WRITTEN TASK —
All entries must be extracted exactly, with nothing added or dropped.

TASK INPUT —
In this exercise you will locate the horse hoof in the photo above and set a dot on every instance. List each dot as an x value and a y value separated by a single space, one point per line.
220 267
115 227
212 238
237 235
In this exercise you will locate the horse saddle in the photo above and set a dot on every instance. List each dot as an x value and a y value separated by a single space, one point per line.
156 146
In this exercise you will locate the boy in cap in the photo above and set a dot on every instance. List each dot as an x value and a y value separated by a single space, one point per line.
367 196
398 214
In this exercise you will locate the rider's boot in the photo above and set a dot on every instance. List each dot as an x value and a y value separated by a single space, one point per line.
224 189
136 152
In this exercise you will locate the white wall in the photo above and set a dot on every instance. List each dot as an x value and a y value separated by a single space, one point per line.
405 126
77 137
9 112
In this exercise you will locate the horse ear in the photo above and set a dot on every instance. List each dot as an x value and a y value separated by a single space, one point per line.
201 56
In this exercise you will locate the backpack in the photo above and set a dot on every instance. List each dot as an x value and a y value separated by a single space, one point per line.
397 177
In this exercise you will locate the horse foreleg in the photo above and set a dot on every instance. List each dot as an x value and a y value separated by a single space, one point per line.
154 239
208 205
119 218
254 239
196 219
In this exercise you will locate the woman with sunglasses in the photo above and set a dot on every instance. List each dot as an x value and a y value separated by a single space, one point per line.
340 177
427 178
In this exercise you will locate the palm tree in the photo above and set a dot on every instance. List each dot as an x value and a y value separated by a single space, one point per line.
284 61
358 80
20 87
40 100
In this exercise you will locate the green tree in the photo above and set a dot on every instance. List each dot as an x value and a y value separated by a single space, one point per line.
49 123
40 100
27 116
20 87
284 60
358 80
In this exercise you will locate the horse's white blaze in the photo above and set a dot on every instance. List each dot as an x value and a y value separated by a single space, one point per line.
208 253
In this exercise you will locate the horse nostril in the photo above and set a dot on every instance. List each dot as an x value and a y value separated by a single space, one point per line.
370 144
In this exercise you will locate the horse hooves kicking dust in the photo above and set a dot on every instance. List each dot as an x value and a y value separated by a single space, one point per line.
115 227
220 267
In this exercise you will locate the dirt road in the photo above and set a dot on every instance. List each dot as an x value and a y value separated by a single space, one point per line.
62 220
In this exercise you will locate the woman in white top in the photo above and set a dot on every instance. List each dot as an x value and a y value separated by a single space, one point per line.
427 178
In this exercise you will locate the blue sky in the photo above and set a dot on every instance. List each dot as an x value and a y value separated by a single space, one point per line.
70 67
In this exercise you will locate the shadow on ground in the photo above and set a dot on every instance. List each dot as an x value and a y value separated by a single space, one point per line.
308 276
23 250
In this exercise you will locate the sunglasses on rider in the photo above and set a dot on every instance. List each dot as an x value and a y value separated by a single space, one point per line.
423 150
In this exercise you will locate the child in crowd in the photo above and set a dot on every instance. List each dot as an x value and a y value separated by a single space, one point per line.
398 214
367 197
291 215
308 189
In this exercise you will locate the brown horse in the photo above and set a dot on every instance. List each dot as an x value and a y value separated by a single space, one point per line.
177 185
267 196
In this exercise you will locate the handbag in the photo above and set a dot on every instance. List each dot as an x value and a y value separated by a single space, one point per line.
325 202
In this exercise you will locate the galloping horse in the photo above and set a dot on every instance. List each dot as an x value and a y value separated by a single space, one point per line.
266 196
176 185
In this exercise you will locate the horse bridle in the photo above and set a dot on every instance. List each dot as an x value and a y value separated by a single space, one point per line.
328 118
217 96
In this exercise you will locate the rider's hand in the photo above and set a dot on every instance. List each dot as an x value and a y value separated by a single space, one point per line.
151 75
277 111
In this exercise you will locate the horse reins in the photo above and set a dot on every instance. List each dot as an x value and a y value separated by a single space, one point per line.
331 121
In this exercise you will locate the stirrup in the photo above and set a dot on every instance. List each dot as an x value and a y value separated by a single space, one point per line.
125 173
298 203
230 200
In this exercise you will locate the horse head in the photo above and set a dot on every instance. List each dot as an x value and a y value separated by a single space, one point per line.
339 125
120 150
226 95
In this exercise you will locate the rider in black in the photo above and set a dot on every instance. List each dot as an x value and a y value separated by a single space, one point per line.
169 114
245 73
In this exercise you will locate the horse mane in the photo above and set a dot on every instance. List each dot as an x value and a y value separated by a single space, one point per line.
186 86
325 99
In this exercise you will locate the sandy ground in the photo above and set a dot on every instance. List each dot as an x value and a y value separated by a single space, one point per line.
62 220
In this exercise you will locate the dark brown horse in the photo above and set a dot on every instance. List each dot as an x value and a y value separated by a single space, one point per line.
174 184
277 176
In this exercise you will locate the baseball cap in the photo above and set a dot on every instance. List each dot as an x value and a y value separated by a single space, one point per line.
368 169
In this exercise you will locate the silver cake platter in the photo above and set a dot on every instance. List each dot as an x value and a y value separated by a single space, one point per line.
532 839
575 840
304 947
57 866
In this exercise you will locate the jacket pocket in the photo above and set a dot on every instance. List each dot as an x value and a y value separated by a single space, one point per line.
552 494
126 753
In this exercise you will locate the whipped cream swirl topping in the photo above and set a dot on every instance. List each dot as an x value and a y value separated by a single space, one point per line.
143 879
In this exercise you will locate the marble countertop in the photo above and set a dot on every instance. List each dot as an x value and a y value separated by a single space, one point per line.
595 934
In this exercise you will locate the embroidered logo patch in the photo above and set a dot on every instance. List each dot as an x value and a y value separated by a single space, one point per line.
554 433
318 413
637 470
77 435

FINAL ANSWER —
In this exercise you will locate the horse hoof in the photo above and set a dot on every instance. List each dot as an x value and a y value separated by a single space, one point per line.
220 267
115 227
212 238
237 235
In this exercise you will locate the horse saddle in the photo above and set a dot on every instance. List each dot as an x value and a y value separated by a single space, one point per line.
156 146
In this exercise you will locate the boy in cap in the photo above and set a dot on every instance. List each dot as an x value and a y value separated by a single space, one point per line.
367 196
398 214
In this exercise you will locate the rider's boot in the photo above and set a dot on every instance. List each dot as an x value and a y value separated by a single space, one point per line.
224 189
136 152
In this exercise you will locate the white wall in the photo above and set a dot on every instance. List each dot as an x value and a y value separated by a single space, one point per line.
405 126
77 137
9 112
In this exercise you will locate the horse ear in the photo above and set a dot on every instance. List each dot as an x value and a y value separated by a single space, one point per line.
201 56
In this exercise you will locate the backpack in the photo above and set a dot on every instance. List each dot as an x value and a y value separated by a single space, one point per line.
397 177
In this exercise you will locate the horse foreleg in the photo above and set a dot on every instance. List each dot as an x value and a y value separated by a single space, one point per line.
154 239
208 205
119 218
254 239
196 219
In this exercise you will locate the woman with sunglasses in the photo above and set a dot on every instance. List each dot as an x value and a y value separated by a single space, one point per line.
340 177
427 178
In this exercise you will locate the palm tree in the photo above and set a dot on every instance. List each dot as an x value and a y value separated by a single space, one point per line.
284 61
358 80
20 87
40 100
In this exercise you will locate the green tree in the photo above and set a dot on every instance. List each dot as an x value and a y value separated by a single space, one point per line.
49 123
40 100
27 116
20 87
284 60
358 80
In this exercise you will locate the horse's white blaze in the photo above and set a dot on every instance. List each dot as an x value and a y value separated by a single space, one point per line.
208 253
In this exercise you will locate the horse nostril in the photo above and set a dot on every instance. List each dot as an x value and a y value separated by a single space, one point per line.
370 144
In this exercise you will locate the horse hooves kicking dust in the photo above and set a dot on every instance. List each dot as an x value and a y value separated by a single space, one point per line.
115 227
220 267
In this exercise you will locate the dirt road in the photo above and set a dot on every instance. List each dot as an x value and a y value separated by a single space, one point per line.
62 220
In this exercise you will locate the woman in white top in the photo above and set a dot on every instance. List each dot as an x value and a y value separated by a single space, one point per line.
427 178
In this exercise you will locate the blue sky in the photo above and set a dot on every instance. List each dot as an x value and a y value separated by a single space, one point per line.
70 67
In this exercise you will locate the shadow on ground in the photo above and set a dot on every instance. List each dot as an x value and a y value separated by a single space, one point per line.
308 276
23 250
In this exercise you will locate the sunglasses on rider in the photo above and set a dot on every instance. List each dot as an x value and a y value separated by a single space, one point per line.
423 150
In this exercise you will locate the child in crowd in the photo above and set a dot on every instance. List each dot as an x value and a y value separated by a single space, one point per line.
398 214
367 197
291 215
308 189
In this exercise you will locate the brown horse in the photo above and set a dot on every instance. List each dot as an x value and a y value separated by a single space, one point per line.
177 185
267 196
In this exercise you will locate the handbag in the photo above and set a dot on every instance. List each dot as an x value and a y value separated by a single space, one point per line.
325 202
In this exercise you will locate the galloping horse in the photo above and set a dot on every instance. List each dot as an x value and a y value separated by a single space, one point per line.
266 196
176 185
In this exercise you will locate the horse bridle in the photo above and set a dot on every instance. List each dot as an x value and a y value separated by a single space, one point per line.
328 118
217 96
In this exercise you will locate the rider's hand in the photo above and set a dot on every instance. List each dot as an x value and a y value separated by a single space, one point per line.
151 75
277 111
In this exercise you will locate the horse reins in the photo above and set a dot on every instance. List each dot as an x value and a y value separated by a single space, one point per line.
331 121
In this exercise you will locate the stirrup in the photo above and set a dot on every instance. List each dot as an x value and a y value separated by a single space, one point per line.
125 173
298 203
230 200
In this exercise you will locate the horse head in the photo above and set a dot on every instance. List each dot as an x value and a y value separated by a single space, one point per line.
339 125
120 150
226 95
In this exercise you will locate the rider in black in the photo above and set a dot on every instance. List each dot as an x value and a y value separated by a single space, one point per line.
169 114
245 73
In this exercise you will locate the horse mane in the photo above and set a dot on every instance. List each dot as an x value and a y value separated by a single space, one point per line.
186 86
325 99
In this exercise you will locate the sandy ground in the photo above and set a dot on every instance. List each dot as an x value and a y value separated by a single space, one point per line.
62 220
In this exercise you will locate the dark brown horse in the photo above and set a dot on every instance. List each dot as an x value and a y value separated by a single space, one point per line.
174 184
277 176
In this exercise you will locate the baseball cap in the photo above and set a dot on every instance. List each dot as an x value and a y value separated by a single space, one point per line.
368 169
In this exercise you will locate the silver cake platter in the photo above and set a dot on every instance. List each dot as an x value and a y value separated by a single space, one point per line.
532 839
575 840
304 947
57 866
In this exercise you will locate the jacket pocket in the photo above and set a dot on every instance. List each dot as an x value and a y value separated by a single space, one point per line.
552 494
126 753
In this exercise you will locate the whipped cream swirl topping in the photo above and set a dot on every instance. List each dot as an x value and a y value separated by a single space, one point per line.
143 879
In this exercise you will locate the marble countertop in the photo above and set a dot on every instance. List each dot as an x value and a y value separated by a single space, one point per line.
595 934
In this exercise you will locate the embroidered logo patch in the photo above and set a dot on every instance. List each dot as an x value and a y value separated by a single space, one point per line.
554 433
318 413
637 470
77 435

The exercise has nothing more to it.